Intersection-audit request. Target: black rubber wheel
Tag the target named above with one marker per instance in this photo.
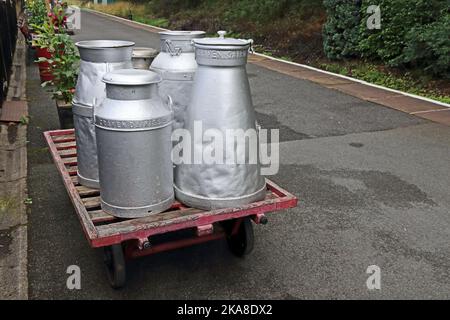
(241, 244)
(115, 265)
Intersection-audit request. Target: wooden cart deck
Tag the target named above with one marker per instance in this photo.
(102, 229)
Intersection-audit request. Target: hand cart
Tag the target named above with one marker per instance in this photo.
(124, 239)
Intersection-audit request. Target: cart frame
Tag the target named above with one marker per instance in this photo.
(104, 230)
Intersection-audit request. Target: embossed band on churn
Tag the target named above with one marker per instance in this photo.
(148, 124)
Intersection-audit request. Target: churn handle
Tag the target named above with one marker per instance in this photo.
(173, 51)
(94, 102)
(169, 103)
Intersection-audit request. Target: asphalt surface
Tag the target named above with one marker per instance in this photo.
(373, 188)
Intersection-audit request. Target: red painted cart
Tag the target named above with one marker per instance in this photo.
(124, 239)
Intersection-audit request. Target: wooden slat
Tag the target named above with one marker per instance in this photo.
(66, 145)
(74, 180)
(88, 227)
(99, 216)
(68, 153)
(85, 191)
(70, 161)
(176, 218)
(91, 203)
(63, 138)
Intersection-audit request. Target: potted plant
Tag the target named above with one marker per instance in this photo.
(52, 25)
(42, 42)
(63, 65)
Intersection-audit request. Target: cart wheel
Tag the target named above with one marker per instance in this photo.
(115, 265)
(241, 243)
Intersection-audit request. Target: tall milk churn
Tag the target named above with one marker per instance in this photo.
(133, 128)
(221, 104)
(176, 65)
(97, 58)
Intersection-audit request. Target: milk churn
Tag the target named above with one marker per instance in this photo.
(221, 104)
(143, 57)
(176, 64)
(97, 58)
(133, 128)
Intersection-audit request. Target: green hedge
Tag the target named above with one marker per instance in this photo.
(341, 31)
(414, 33)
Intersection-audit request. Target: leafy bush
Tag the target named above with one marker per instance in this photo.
(428, 47)
(414, 33)
(341, 30)
(64, 66)
(36, 11)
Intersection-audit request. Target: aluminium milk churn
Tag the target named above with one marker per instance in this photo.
(221, 103)
(176, 65)
(133, 128)
(97, 58)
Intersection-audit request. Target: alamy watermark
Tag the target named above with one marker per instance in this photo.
(374, 280)
(215, 146)
(74, 280)
(73, 18)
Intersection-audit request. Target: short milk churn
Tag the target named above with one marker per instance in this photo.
(97, 58)
(221, 104)
(176, 65)
(133, 127)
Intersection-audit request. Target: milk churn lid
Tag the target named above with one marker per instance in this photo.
(141, 52)
(102, 44)
(222, 41)
(181, 35)
(131, 77)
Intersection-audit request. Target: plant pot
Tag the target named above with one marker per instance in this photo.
(65, 114)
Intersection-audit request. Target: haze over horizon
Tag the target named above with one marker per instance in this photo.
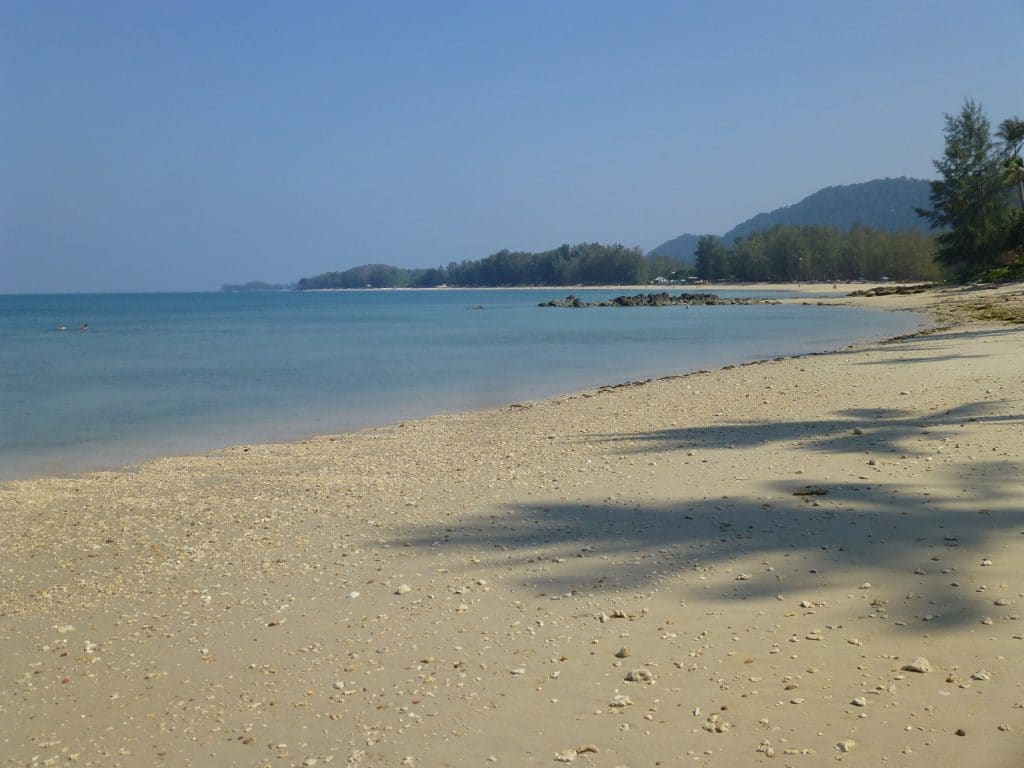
(177, 147)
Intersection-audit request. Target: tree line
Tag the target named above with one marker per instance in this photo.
(978, 200)
(586, 263)
(795, 254)
(977, 210)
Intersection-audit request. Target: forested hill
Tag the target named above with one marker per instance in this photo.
(886, 204)
(586, 263)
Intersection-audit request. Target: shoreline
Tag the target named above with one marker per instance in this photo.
(113, 459)
(714, 568)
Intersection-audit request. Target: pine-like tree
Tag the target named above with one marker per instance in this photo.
(969, 201)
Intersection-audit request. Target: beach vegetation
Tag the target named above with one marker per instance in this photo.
(798, 254)
(973, 200)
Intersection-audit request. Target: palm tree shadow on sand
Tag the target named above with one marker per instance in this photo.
(923, 550)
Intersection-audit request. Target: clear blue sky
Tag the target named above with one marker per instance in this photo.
(178, 145)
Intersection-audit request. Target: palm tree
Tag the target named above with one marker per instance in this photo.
(1012, 134)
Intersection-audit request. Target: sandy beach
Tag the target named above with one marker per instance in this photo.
(795, 562)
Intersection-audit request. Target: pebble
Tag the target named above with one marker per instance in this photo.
(640, 675)
(920, 664)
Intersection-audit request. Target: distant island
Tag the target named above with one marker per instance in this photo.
(867, 230)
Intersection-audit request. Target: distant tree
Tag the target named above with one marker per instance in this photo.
(969, 201)
(712, 258)
(1011, 133)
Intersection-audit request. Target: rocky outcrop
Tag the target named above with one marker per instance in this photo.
(655, 299)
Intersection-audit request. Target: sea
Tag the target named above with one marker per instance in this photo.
(183, 373)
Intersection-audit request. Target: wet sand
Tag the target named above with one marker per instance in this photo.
(724, 568)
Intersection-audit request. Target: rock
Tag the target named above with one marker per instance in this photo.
(920, 664)
(640, 675)
(811, 491)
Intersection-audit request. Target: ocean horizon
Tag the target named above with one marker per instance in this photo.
(171, 374)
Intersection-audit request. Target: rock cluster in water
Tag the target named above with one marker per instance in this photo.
(655, 299)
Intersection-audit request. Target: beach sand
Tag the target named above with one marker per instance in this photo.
(725, 568)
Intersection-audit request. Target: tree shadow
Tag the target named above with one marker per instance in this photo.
(900, 536)
(851, 430)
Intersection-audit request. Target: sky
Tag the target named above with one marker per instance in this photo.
(179, 145)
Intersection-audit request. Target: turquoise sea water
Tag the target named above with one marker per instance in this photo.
(164, 374)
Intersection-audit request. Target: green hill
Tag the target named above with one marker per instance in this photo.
(886, 204)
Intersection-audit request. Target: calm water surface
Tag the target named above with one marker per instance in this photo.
(162, 374)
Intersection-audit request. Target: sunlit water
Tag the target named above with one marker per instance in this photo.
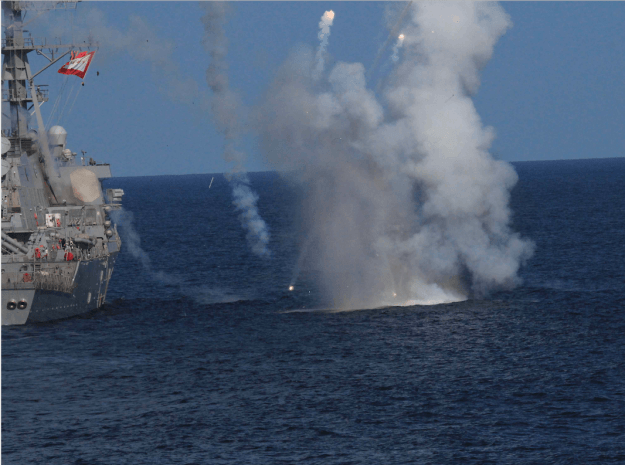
(225, 365)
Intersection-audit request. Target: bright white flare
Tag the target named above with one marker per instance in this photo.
(400, 196)
(324, 32)
(396, 47)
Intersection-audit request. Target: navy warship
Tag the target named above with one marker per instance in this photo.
(59, 244)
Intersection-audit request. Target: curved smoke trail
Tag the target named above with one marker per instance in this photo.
(403, 201)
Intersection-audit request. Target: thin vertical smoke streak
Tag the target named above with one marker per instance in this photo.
(324, 33)
(226, 110)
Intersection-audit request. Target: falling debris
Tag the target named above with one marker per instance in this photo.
(402, 198)
(396, 47)
(226, 109)
(324, 26)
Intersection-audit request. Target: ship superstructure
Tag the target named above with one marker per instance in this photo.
(59, 244)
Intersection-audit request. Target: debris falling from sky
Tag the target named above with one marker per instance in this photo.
(396, 47)
(227, 111)
(324, 32)
(403, 203)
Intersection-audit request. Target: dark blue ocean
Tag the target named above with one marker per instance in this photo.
(211, 369)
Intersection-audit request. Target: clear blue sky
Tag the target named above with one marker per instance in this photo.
(554, 88)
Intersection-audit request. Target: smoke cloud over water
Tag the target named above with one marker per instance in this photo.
(131, 243)
(404, 205)
(227, 111)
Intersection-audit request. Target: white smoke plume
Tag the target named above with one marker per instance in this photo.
(131, 243)
(324, 33)
(396, 47)
(227, 111)
(403, 204)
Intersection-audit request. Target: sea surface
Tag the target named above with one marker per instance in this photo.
(199, 358)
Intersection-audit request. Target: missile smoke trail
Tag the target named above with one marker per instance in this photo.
(390, 37)
(324, 26)
(404, 201)
(226, 109)
(132, 244)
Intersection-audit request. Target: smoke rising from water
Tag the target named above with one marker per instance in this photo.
(227, 111)
(131, 242)
(403, 204)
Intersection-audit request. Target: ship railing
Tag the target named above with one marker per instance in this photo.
(49, 281)
(12, 95)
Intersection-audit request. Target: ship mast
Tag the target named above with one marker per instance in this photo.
(22, 91)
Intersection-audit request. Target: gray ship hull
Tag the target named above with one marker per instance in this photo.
(91, 281)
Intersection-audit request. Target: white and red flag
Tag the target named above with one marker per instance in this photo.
(78, 64)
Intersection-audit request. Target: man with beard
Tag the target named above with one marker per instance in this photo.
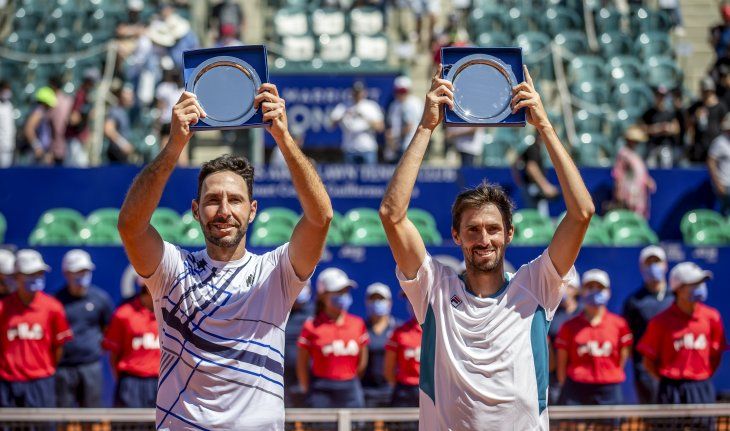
(222, 310)
(484, 353)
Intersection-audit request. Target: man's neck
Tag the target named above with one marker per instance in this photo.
(484, 284)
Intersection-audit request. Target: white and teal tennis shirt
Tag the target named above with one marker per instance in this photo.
(484, 361)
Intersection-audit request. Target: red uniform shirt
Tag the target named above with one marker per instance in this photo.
(132, 335)
(684, 347)
(29, 336)
(406, 343)
(334, 347)
(594, 352)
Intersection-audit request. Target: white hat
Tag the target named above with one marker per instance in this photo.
(333, 280)
(687, 273)
(77, 260)
(378, 289)
(652, 251)
(29, 261)
(7, 262)
(597, 275)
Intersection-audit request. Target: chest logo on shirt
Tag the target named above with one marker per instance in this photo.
(25, 331)
(340, 348)
(690, 342)
(596, 349)
(147, 341)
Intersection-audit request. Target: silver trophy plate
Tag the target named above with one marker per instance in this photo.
(482, 88)
(225, 87)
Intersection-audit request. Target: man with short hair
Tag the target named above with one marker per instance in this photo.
(484, 356)
(222, 310)
(88, 310)
(33, 330)
(649, 300)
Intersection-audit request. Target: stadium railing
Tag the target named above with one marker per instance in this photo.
(624, 417)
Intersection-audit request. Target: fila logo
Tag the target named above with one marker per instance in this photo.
(689, 342)
(25, 331)
(148, 341)
(339, 348)
(413, 354)
(596, 350)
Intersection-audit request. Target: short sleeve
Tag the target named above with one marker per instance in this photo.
(418, 290)
(171, 264)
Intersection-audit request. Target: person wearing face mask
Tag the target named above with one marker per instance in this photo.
(7, 273)
(640, 307)
(380, 324)
(88, 309)
(683, 345)
(592, 348)
(33, 330)
(302, 310)
(335, 343)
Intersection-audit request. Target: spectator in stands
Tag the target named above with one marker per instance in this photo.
(718, 164)
(403, 117)
(593, 348)
(33, 330)
(403, 362)
(380, 324)
(118, 127)
(569, 307)
(59, 115)
(705, 117)
(643, 305)
(359, 120)
(88, 310)
(535, 189)
(7, 125)
(660, 122)
(302, 310)
(336, 343)
(38, 130)
(632, 182)
(133, 343)
(683, 345)
(7, 273)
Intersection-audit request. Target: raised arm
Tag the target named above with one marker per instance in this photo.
(141, 241)
(403, 237)
(308, 239)
(564, 247)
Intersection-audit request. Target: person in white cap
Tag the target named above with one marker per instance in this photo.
(7, 273)
(593, 347)
(335, 343)
(380, 324)
(683, 345)
(88, 310)
(641, 306)
(402, 119)
(33, 330)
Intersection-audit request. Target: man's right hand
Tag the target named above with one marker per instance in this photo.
(186, 112)
(441, 93)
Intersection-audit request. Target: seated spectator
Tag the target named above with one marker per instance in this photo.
(336, 344)
(380, 324)
(30, 321)
(7, 125)
(134, 347)
(705, 117)
(88, 310)
(632, 182)
(683, 345)
(593, 348)
(643, 305)
(718, 164)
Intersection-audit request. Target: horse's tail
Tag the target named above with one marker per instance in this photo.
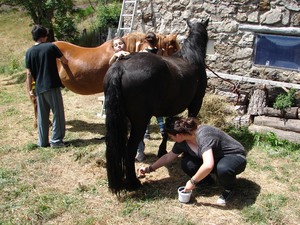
(116, 131)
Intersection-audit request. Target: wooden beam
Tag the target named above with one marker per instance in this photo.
(254, 80)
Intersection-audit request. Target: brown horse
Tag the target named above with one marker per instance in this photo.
(87, 66)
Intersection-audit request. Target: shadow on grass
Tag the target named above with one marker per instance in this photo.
(85, 142)
(81, 126)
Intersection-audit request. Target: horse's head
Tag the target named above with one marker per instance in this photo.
(170, 44)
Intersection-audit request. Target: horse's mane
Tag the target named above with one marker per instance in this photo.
(195, 42)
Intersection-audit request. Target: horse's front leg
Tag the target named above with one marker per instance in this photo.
(136, 135)
(162, 150)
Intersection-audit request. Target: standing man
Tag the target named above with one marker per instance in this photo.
(41, 68)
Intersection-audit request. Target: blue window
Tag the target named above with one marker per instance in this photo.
(277, 51)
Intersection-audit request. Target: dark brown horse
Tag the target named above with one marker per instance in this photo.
(87, 66)
(145, 85)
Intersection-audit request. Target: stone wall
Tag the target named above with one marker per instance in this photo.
(231, 30)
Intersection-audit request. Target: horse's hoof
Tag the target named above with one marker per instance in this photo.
(134, 185)
(161, 153)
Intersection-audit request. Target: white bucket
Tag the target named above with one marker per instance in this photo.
(183, 196)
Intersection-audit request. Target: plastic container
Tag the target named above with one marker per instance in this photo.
(184, 197)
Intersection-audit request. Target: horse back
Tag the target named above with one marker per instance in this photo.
(86, 67)
(155, 83)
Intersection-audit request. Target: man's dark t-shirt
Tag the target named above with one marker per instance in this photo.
(209, 137)
(41, 61)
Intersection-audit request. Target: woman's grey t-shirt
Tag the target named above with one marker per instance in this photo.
(209, 137)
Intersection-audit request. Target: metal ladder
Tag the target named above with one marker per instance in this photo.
(127, 16)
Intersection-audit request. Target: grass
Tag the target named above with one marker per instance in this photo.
(69, 185)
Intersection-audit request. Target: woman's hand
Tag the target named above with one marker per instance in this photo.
(143, 170)
(189, 186)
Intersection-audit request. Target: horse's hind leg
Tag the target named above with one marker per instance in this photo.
(163, 146)
(136, 135)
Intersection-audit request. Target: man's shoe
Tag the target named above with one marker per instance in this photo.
(225, 197)
(140, 157)
(59, 145)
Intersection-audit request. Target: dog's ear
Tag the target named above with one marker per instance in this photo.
(189, 23)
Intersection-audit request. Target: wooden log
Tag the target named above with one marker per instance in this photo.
(258, 102)
(278, 123)
(284, 135)
(291, 113)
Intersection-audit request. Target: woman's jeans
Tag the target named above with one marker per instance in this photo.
(225, 169)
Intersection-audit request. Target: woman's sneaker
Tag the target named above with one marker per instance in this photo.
(140, 157)
(225, 197)
(59, 145)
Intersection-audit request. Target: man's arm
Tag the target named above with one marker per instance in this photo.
(29, 81)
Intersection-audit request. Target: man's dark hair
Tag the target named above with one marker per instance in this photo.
(38, 32)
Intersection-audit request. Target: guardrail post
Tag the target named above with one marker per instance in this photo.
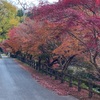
(90, 88)
(79, 84)
(70, 80)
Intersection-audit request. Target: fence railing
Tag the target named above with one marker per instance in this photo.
(57, 74)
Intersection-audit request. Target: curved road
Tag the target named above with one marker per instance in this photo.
(18, 84)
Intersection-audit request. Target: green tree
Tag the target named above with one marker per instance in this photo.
(8, 18)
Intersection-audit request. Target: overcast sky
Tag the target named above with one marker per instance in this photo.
(29, 2)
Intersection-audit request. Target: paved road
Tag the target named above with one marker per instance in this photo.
(18, 84)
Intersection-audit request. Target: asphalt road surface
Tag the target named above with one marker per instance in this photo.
(18, 84)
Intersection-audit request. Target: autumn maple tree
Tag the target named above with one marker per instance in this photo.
(67, 29)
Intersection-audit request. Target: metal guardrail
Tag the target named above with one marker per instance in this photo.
(62, 76)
------------------------------------------------
WORK INSTRUCTION: Output consists of exactly the lines from the one containing "Intersection-audit request. Target: overcast" to the end of the records above, retyped without change and with nothing extra.

SOLUTION BELOW:
Intersection-audit request. Target: overcast sky
Tag the target named above with one marker per instance in this photo.
(29, 2)
Intersection-audit request. Target: paved road
Tag the target named above with one marker per instance in this photo.
(18, 84)
Intersection-audit request. Target: asphalt road surface
Tag the target named above with one marker per instance in this photo.
(18, 84)
Intersection-audit request. Target: autumn maple tree
Tag the target named above with one marker per instance in this photo.
(67, 29)
Intersection-audit request. Target: metal guardrail
Tag the target named above with one marker per instance in this photo.
(62, 76)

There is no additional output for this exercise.